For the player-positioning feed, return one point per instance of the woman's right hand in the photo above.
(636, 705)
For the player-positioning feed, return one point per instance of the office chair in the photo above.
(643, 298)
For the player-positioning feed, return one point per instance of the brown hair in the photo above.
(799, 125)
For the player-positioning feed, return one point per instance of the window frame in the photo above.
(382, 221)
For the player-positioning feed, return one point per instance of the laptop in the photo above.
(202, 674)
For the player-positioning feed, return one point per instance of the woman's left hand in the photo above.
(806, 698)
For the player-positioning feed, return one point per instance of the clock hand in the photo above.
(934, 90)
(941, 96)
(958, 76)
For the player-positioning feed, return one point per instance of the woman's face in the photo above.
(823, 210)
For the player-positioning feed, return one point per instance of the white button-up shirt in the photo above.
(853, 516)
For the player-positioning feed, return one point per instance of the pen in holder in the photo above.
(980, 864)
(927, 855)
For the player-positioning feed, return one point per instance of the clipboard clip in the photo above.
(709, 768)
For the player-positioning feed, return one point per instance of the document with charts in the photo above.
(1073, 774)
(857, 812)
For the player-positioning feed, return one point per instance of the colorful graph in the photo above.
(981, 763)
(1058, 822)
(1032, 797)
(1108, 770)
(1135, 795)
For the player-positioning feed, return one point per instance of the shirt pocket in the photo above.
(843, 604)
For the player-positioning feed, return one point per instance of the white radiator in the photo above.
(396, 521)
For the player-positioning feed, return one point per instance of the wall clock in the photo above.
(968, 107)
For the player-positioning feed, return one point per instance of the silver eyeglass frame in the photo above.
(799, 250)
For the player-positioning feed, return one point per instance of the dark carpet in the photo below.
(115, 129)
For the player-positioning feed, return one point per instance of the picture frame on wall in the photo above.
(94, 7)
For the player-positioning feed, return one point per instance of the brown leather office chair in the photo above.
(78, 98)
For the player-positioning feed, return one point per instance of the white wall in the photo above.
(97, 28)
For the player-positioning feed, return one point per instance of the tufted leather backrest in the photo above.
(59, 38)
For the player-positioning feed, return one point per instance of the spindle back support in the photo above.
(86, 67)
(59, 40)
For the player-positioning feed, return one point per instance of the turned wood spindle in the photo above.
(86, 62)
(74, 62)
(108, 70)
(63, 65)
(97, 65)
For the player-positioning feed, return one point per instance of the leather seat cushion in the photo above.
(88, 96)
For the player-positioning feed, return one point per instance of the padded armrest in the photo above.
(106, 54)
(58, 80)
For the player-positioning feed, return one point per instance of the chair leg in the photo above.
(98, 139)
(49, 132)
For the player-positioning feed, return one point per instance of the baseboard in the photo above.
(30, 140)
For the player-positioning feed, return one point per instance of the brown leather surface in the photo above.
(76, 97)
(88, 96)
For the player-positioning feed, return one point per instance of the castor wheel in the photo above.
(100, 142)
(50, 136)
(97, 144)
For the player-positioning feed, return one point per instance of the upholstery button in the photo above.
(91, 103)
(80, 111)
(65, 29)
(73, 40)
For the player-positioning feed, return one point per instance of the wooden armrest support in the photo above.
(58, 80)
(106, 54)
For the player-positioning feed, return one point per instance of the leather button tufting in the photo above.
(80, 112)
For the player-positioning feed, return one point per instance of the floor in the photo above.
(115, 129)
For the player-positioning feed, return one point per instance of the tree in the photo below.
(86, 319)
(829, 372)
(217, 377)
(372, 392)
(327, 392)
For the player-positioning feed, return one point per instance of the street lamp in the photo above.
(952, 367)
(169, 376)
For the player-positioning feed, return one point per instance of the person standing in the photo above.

* * *

Given problem >>
Rewrite the material from the line containing "leg in the photo above." through the end, putting "caster wheel" in place of "castor wheel" and keeping everything else the same.

Task solution >>
For the player-positioning feed, return one point per instance of the chair leg in the photo above.
(98, 139)
(49, 132)
For the player-positioning feed, return one point per instance of the baseboard in the photo above.
(30, 140)
For the player-positioning feed, return one point per instance of the brown leather surface in the photo above.
(76, 97)
(88, 96)
For the player-positioning feed, return one point per instance of the caster wheel in the photo above.
(100, 142)
(50, 136)
(97, 144)
For the player-positioning feed, return one point per instance of the upholstery button in the photo above.
(91, 103)
(80, 111)
(65, 29)
(73, 40)
For the player-positioning feed, return one point per instance of the wooden armrest support in the photo above.
(58, 80)
(106, 54)
For the player-positioning feed, return one point per instance of the leather button tufting in the photo above.
(80, 112)
For the player-positioning feed, return one point per instance of the floor in the photo above.
(115, 129)
For the player-positioning feed, return one point per instance of the tree in the photo below.
(86, 319)
(829, 372)
(217, 377)
(372, 392)
(327, 392)
For the player-positioning feed, return one point per instance of the street lamp in the photo above.
(952, 367)
(169, 376)
For the player-positioning feed, return one point per instance of the person standing in the photo above.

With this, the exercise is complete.